=== EXERCISE GOAL ===
Find every line in the listing below that contains the word "bumper" and copy each such line. The match is case-sensitive.

=== EXERCISE INPUT ===
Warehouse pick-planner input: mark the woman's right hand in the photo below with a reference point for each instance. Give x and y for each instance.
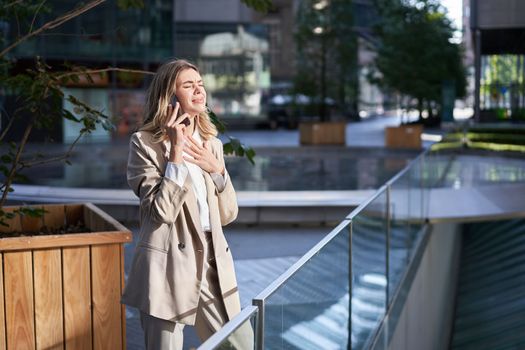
(176, 131)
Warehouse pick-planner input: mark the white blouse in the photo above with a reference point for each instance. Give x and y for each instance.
(178, 173)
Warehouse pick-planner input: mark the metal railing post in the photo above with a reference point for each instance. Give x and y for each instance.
(350, 283)
(259, 330)
(387, 243)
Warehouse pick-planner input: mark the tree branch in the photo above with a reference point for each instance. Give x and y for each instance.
(53, 24)
(36, 13)
(12, 172)
(52, 159)
(6, 129)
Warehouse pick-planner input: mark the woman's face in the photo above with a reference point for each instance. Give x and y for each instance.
(190, 92)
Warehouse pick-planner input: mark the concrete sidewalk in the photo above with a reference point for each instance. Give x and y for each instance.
(261, 254)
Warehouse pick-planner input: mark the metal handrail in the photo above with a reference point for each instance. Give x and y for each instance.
(258, 303)
(299, 263)
(231, 326)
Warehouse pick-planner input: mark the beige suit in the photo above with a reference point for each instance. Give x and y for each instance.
(167, 270)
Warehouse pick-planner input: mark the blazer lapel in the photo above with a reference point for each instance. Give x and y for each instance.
(193, 207)
(212, 204)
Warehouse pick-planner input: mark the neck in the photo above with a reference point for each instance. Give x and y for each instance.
(193, 124)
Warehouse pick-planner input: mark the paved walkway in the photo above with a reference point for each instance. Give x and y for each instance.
(261, 254)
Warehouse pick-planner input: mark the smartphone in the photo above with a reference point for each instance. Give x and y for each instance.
(174, 101)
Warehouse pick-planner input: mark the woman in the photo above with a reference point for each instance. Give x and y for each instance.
(182, 271)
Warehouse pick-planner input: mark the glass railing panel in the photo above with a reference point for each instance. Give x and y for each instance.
(401, 239)
(416, 197)
(369, 271)
(236, 334)
(310, 310)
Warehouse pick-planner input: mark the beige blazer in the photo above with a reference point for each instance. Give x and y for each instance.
(166, 272)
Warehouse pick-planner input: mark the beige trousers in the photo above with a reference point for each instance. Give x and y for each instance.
(211, 315)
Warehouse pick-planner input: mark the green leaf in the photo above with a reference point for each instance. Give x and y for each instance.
(6, 158)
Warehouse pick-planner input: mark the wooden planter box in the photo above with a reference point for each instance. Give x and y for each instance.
(328, 133)
(63, 291)
(403, 136)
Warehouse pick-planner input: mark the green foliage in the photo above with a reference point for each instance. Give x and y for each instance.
(127, 4)
(33, 212)
(415, 54)
(39, 93)
(234, 146)
(327, 53)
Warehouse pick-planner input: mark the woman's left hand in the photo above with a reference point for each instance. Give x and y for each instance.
(202, 156)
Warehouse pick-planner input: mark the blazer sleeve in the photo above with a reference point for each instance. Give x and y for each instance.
(159, 196)
(228, 208)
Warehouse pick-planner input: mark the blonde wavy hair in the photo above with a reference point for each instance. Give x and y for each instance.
(158, 97)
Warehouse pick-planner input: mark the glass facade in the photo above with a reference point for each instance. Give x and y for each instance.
(234, 63)
(105, 33)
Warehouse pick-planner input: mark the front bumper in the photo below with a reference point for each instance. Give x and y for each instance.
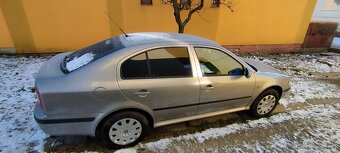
(65, 126)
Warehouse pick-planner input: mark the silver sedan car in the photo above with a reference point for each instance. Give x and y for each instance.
(122, 87)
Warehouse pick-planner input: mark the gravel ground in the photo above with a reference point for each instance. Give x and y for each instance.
(307, 119)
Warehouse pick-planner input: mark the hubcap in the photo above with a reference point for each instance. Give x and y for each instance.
(125, 131)
(266, 104)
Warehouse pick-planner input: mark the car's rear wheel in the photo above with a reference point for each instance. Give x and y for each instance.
(124, 129)
(265, 103)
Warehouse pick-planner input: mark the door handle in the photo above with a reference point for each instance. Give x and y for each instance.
(142, 93)
(208, 87)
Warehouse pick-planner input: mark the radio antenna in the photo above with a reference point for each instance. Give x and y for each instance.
(113, 21)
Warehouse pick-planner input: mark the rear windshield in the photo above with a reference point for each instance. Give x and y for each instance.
(86, 55)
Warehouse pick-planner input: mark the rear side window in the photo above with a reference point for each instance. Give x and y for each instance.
(159, 63)
(86, 55)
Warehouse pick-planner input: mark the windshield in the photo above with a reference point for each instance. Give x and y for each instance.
(86, 55)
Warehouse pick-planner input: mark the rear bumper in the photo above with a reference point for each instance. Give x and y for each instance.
(285, 92)
(65, 126)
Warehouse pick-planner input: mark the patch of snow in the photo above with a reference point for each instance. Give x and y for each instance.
(300, 65)
(19, 131)
(127, 150)
(306, 88)
(316, 112)
(78, 62)
(336, 43)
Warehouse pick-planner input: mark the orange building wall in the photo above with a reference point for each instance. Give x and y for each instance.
(36, 26)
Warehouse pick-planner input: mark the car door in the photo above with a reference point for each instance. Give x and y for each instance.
(164, 80)
(223, 83)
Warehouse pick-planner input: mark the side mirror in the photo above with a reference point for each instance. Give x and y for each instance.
(247, 73)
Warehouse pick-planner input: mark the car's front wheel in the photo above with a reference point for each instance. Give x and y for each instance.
(124, 129)
(265, 103)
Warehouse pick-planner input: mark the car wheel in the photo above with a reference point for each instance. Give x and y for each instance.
(265, 103)
(124, 129)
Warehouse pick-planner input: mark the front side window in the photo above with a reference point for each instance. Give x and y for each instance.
(169, 62)
(215, 62)
(135, 67)
(158, 63)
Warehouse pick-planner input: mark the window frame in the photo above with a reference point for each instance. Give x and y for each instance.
(144, 3)
(144, 51)
(244, 68)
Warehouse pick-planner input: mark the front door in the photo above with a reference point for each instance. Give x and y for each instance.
(161, 79)
(223, 84)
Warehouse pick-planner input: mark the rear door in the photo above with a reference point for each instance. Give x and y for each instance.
(223, 83)
(163, 79)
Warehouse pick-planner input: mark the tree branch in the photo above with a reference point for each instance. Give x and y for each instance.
(197, 8)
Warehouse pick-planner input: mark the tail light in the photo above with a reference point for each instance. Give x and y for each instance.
(39, 99)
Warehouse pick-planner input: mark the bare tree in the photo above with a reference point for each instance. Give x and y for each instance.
(186, 5)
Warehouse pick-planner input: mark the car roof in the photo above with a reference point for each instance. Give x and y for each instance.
(164, 38)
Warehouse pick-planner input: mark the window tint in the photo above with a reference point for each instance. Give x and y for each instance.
(95, 51)
(135, 67)
(169, 62)
(215, 62)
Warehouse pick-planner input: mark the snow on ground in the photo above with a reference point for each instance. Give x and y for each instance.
(306, 88)
(336, 42)
(18, 128)
(300, 64)
(317, 113)
(19, 131)
(301, 68)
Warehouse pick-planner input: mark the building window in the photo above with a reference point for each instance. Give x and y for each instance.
(215, 3)
(146, 2)
(330, 5)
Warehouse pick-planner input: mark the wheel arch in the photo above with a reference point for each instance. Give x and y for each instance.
(277, 88)
(143, 112)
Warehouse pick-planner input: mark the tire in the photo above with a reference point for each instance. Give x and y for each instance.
(124, 129)
(265, 103)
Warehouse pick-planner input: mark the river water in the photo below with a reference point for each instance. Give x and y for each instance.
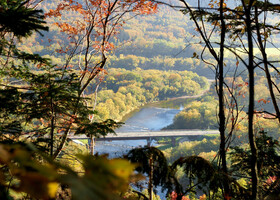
(147, 119)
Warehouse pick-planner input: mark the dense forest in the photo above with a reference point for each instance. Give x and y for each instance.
(77, 67)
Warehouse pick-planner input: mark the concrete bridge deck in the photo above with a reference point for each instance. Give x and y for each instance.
(149, 134)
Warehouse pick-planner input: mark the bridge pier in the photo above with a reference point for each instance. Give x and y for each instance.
(173, 141)
(91, 144)
(149, 141)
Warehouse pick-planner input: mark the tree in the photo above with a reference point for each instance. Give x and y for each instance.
(90, 39)
(237, 24)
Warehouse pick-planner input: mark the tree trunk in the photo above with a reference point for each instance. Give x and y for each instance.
(222, 119)
(150, 187)
(252, 142)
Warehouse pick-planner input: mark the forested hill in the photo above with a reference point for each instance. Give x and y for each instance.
(162, 41)
(123, 91)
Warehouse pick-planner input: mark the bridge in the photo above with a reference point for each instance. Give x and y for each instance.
(149, 135)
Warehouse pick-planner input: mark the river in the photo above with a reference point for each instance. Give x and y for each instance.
(152, 117)
(146, 119)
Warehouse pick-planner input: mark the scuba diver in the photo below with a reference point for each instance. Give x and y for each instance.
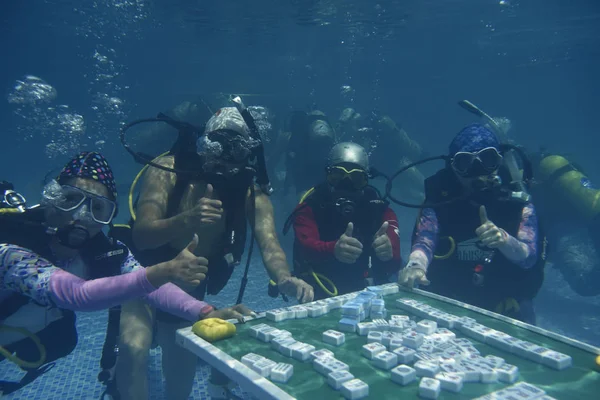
(346, 236)
(212, 183)
(305, 149)
(476, 239)
(55, 260)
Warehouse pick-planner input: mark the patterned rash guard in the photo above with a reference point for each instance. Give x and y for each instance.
(26, 273)
(426, 235)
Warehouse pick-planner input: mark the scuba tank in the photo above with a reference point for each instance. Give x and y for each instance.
(571, 184)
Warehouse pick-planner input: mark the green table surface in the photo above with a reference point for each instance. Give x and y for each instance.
(580, 381)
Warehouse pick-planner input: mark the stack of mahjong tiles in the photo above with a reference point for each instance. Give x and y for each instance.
(500, 340)
(366, 304)
(312, 310)
(521, 390)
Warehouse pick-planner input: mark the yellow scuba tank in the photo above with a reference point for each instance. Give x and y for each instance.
(571, 184)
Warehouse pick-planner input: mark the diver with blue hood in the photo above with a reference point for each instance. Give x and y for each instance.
(476, 238)
(212, 183)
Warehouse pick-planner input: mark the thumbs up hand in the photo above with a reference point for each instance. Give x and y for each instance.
(488, 233)
(186, 270)
(348, 249)
(207, 211)
(382, 243)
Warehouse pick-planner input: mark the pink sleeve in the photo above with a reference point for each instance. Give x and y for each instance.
(170, 298)
(73, 293)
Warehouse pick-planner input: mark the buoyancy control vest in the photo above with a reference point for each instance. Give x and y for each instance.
(466, 271)
(102, 255)
(366, 217)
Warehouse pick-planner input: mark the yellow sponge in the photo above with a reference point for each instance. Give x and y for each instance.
(213, 329)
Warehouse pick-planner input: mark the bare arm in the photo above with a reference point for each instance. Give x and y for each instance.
(266, 238)
(152, 229)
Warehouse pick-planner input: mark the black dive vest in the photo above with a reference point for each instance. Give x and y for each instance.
(366, 220)
(102, 256)
(233, 193)
(473, 274)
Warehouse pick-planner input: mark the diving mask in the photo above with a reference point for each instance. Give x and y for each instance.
(482, 162)
(225, 151)
(69, 198)
(357, 177)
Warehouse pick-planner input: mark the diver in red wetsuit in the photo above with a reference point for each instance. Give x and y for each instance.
(346, 235)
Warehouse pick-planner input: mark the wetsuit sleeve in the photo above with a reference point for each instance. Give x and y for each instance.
(522, 250)
(425, 234)
(393, 233)
(307, 233)
(169, 297)
(25, 272)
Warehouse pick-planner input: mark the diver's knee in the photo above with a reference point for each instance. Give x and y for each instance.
(136, 345)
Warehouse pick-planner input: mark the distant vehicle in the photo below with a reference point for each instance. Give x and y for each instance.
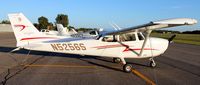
(121, 44)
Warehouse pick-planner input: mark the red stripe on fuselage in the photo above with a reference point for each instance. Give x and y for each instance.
(33, 38)
(134, 49)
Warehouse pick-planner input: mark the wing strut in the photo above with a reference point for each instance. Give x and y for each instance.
(145, 41)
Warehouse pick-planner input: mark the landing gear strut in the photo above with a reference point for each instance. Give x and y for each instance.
(152, 63)
(116, 60)
(127, 67)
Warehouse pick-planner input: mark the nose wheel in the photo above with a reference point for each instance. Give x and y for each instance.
(152, 63)
(116, 60)
(127, 68)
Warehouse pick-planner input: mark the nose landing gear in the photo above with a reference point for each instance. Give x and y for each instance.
(127, 67)
(152, 63)
(116, 60)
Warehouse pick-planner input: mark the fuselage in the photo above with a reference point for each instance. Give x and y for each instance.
(98, 47)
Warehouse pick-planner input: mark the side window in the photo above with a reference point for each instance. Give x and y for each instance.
(93, 33)
(127, 37)
(140, 36)
(108, 39)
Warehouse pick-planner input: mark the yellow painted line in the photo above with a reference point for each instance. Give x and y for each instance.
(66, 66)
(143, 77)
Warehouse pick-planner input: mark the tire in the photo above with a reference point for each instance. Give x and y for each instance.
(116, 60)
(127, 68)
(152, 64)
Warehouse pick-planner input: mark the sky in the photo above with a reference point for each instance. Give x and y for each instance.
(100, 13)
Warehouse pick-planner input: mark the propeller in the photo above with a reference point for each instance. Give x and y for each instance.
(171, 38)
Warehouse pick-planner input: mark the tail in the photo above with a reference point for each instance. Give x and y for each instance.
(22, 27)
(61, 29)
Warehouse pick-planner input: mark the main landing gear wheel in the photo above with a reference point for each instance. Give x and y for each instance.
(116, 60)
(152, 63)
(127, 68)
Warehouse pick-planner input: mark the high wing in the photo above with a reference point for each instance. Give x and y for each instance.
(153, 26)
(156, 25)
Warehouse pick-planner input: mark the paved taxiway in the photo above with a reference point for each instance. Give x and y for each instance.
(180, 65)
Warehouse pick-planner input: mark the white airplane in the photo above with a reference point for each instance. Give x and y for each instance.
(121, 44)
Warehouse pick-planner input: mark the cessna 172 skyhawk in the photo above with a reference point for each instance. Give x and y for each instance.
(121, 44)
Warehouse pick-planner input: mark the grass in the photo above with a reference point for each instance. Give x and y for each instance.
(193, 39)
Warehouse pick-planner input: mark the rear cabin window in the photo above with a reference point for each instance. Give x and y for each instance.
(120, 38)
(140, 36)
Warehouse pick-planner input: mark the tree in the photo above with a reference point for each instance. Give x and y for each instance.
(36, 25)
(43, 22)
(5, 22)
(62, 19)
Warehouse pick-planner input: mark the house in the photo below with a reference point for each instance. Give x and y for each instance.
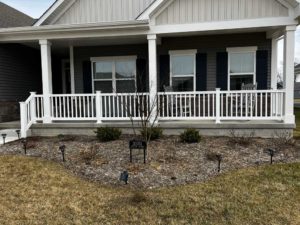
(297, 83)
(187, 60)
(19, 71)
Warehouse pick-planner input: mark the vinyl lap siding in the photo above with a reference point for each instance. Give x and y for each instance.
(82, 54)
(93, 11)
(20, 72)
(213, 44)
(192, 11)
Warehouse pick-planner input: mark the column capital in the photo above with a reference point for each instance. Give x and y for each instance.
(290, 28)
(151, 36)
(45, 42)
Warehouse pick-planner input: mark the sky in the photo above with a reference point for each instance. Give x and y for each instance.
(35, 8)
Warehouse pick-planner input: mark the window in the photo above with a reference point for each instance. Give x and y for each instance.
(114, 75)
(183, 70)
(241, 67)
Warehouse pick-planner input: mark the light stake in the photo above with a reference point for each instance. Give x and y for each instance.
(219, 158)
(24, 142)
(18, 133)
(124, 177)
(4, 136)
(62, 148)
(271, 153)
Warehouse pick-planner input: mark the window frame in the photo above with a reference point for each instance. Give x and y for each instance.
(114, 79)
(252, 49)
(191, 52)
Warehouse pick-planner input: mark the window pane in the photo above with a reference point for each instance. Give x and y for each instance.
(103, 70)
(236, 81)
(103, 86)
(242, 63)
(125, 86)
(125, 69)
(183, 65)
(183, 83)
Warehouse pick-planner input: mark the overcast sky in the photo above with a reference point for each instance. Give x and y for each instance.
(35, 8)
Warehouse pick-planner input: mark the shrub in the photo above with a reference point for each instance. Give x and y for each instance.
(153, 133)
(243, 139)
(105, 134)
(87, 154)
(190, 136)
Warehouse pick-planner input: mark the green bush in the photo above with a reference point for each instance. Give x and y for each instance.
(153, 133)
(105, 134)
(190, 136)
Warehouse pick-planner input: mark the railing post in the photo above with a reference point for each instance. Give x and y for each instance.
(33, 107)
(98, 107)
(218, 106)
(23, 119)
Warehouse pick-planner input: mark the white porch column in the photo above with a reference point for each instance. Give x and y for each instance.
(72, 71)
(152, 49)
(288, 73)
(274, 69)
(46, 78)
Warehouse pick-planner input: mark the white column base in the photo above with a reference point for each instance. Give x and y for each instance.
(289, 119)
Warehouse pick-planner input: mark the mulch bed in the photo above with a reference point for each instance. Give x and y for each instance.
(170, 162)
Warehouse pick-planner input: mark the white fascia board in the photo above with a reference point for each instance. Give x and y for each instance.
(53, 32)
(146, 14)
(242, 49)
(223, 25)
(49, 12)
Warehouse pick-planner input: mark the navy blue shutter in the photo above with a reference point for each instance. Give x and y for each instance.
(164, 71)
(262, 69)
(87, 77)
(141, 75)
(201, 71)
(222, 70)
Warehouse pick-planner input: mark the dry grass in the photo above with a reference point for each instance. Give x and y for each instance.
(297, 130)
(34, 191)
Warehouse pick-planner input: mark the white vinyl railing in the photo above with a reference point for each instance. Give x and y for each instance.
(210, 105)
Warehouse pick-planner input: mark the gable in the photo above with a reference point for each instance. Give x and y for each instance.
(95, 11)
(194, 11)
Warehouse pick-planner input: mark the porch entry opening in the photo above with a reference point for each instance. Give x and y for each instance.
(114, 74)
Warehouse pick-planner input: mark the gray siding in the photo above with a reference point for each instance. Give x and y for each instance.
(82, 54)
(93, 11)
(192, 11)
(20, 72)
(213, 44)
(204, 44)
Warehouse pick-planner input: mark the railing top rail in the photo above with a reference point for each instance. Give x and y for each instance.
(186, 93)
(252, 91)
(125, 94)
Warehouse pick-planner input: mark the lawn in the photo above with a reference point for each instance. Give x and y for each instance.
(35, 191)
(297, 130)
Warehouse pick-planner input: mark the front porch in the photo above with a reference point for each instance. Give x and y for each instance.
(206, 91)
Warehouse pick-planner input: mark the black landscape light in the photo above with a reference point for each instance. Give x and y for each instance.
(62, 149)
(271, 153)
(219, 159)
(4, 136)
(18, 133)
(24, 142)
(124, 177)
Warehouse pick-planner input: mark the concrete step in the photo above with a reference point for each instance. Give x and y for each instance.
(11, 135)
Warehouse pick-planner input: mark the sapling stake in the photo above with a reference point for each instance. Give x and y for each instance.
(62, 148)
(4, 136)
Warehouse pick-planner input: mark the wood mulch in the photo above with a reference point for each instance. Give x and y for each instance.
(170, 162)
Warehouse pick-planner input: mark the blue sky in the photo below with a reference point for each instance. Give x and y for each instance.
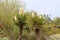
(49, 7)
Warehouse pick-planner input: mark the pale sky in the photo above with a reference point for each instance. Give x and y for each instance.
(50, 7)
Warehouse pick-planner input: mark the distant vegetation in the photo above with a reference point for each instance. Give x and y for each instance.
(16, 24)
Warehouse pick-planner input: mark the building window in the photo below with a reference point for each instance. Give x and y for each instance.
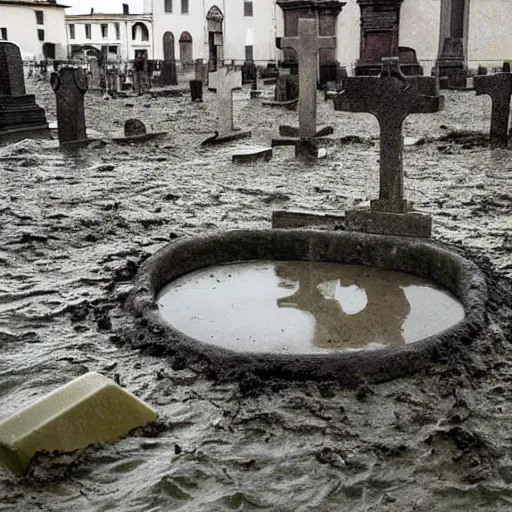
(247, 8)
(249, 53)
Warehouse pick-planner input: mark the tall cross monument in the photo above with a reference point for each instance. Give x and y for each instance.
(307, 45)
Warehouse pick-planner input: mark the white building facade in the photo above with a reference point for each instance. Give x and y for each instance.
(240, 30)
(36, 26)
(119, 37)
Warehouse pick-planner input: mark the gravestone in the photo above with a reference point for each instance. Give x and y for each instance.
(499, 88)
(134, 127)
(95, 74)
(307, 46)
(20, 116)
(225, 80)
(168, 73)
(70, 85)
(452, 63)
(390, 97)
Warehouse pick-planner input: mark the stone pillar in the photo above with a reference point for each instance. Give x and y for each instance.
(19, 113)
(70, 85)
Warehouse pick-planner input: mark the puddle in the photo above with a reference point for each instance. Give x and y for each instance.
(306, 307)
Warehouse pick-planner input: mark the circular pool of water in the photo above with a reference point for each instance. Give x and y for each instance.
(366, 324)
(305, 307)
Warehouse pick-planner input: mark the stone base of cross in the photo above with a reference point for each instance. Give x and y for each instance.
(225, 80)
(499, 88)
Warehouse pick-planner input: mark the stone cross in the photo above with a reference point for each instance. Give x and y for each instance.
(499, 88)
(307, 45)
(225, 81)
(390, 97)
(70, 85)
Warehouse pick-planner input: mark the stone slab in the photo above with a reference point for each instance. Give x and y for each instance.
(216, 139)
(293, 131)
(252, 155)
(91, 409)
(292, 104)
(282, 219)
(382, 223)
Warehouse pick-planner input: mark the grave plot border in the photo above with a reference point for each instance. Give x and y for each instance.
(421, 257)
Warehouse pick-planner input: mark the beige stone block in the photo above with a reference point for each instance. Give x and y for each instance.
(91, 409)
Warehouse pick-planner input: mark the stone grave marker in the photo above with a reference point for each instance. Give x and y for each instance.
(307, 46)
(70, 86)
(499, 88)
(134, 127)
(390, 97)
(225, 80)
(20, 116)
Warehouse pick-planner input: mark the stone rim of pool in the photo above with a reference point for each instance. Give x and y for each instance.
(422, 257)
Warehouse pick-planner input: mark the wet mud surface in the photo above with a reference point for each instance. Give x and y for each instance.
(75, 228)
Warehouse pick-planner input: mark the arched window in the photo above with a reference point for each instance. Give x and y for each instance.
(140, 32)
(185, 48)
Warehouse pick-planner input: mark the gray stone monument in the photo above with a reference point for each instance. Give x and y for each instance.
(307, 46)
(390, 97)
(20, 116)
(499, 88)
(70, 85)
(225, 81)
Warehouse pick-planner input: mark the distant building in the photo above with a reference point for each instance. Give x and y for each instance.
(185, 30)
(113, 36)
(36, 26)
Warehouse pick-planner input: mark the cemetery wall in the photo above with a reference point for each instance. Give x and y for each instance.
(20, 21)
(419, 28)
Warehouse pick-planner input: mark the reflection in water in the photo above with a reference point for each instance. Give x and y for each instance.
(379, 321)
(306, 307)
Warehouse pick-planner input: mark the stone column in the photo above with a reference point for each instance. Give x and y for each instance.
(70, 85)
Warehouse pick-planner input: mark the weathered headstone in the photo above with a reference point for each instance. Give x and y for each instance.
(70, 85)
(452, 63)
(134, 127)
(19, 114)
(307, 46)
(390, 97)
(169, 75)
(499, 88)
(225, 81)
(95, 73)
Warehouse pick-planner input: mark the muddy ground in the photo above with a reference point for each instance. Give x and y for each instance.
(74, 229)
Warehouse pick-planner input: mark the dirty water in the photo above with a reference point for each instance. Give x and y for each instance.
(305, 307)
(76, 226)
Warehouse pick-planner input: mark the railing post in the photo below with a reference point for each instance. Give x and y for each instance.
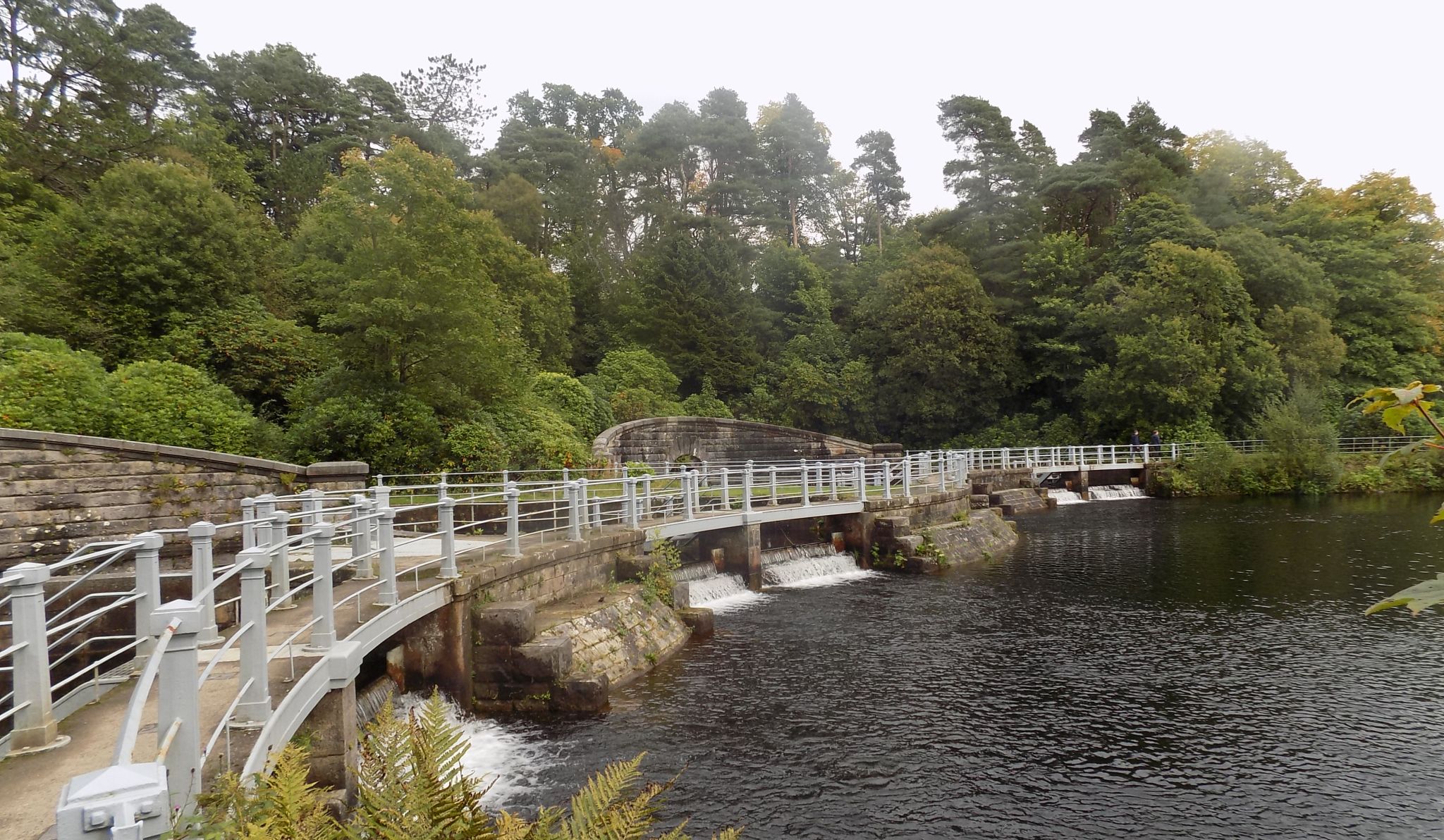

=== COMPLETE RESPONSE ===
Warehouse pick-planner input: mark the front bumper in the photo below with a reference point for each instance. Give x and y for each instance.
Warehouse pick-planner input: mark the rear bumper in the photo above with a reference point for each instance. Give x and y for each instance.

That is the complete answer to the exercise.